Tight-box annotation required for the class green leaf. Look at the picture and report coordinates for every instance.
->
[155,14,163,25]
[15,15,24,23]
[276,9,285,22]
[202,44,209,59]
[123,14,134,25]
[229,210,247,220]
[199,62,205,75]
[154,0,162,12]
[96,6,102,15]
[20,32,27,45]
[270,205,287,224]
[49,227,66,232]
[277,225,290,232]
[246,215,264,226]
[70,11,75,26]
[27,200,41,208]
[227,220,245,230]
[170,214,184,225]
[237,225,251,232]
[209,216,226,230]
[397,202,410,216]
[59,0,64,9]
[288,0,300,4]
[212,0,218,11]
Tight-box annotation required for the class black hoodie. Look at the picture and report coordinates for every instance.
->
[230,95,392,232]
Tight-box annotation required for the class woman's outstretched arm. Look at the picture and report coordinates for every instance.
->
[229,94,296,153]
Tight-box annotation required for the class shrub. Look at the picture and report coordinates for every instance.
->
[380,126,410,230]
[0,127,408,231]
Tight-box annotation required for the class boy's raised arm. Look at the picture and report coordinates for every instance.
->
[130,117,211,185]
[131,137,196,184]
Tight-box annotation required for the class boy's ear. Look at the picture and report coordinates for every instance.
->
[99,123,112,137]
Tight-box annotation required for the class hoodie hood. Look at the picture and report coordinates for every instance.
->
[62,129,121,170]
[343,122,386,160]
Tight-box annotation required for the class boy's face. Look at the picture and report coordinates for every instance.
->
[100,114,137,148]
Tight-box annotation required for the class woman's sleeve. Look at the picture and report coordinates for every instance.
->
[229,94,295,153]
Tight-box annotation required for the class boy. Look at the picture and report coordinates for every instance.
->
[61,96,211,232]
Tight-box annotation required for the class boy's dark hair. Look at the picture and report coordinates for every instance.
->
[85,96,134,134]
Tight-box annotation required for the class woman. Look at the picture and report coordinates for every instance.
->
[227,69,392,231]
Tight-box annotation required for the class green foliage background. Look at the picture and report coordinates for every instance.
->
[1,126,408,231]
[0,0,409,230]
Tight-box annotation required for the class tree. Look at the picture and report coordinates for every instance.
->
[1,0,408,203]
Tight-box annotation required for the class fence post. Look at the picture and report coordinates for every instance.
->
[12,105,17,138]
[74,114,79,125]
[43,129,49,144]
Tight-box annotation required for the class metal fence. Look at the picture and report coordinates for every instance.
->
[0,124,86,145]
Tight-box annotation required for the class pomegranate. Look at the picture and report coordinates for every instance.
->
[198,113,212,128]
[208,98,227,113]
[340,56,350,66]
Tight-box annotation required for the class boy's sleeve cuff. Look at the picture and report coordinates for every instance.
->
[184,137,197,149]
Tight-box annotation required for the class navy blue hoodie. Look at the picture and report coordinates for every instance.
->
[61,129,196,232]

* WORK INSTRUCTION: Among the preceding records, how many lines include the word "green"? Reply with the number only.

* COMPLETED EXERCISE: 2